_Material to process:_
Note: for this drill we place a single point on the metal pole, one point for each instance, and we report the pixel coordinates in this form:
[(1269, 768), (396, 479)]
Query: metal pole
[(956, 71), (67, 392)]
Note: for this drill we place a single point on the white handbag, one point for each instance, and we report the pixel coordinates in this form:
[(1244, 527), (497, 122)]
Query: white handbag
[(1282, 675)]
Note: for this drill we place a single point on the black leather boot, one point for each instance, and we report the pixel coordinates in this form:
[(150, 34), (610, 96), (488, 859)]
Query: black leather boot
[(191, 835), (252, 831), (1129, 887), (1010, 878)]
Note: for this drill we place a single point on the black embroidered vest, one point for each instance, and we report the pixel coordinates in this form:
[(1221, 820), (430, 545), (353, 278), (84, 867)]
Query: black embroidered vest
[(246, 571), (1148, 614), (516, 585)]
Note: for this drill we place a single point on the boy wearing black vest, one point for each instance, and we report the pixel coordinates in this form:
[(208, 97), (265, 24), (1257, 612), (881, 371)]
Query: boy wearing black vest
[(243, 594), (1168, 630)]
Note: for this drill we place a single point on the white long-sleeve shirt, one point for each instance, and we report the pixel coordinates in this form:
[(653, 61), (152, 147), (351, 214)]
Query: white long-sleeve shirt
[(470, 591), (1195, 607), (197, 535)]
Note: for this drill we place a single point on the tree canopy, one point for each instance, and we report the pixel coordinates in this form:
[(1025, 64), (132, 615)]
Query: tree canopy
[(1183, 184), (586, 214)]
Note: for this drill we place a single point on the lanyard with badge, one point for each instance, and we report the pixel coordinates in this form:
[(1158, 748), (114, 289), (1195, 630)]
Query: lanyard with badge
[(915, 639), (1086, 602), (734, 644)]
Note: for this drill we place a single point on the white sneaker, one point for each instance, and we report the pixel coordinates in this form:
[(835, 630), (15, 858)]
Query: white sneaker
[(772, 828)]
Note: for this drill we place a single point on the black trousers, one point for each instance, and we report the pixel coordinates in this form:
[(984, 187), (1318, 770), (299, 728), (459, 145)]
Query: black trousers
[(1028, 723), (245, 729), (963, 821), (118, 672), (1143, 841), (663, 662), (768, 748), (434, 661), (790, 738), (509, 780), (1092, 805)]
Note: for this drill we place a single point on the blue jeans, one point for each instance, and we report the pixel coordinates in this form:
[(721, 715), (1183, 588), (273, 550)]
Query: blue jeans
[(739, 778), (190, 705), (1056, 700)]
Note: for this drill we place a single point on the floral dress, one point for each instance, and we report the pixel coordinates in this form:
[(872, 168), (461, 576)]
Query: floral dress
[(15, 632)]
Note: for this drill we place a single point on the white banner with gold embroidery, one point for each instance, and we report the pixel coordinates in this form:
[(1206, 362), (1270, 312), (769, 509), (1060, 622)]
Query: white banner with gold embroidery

_To do:_ State the number of lines in the data above that include the word "banner", leaving out any other words.

_Your solution:_ 2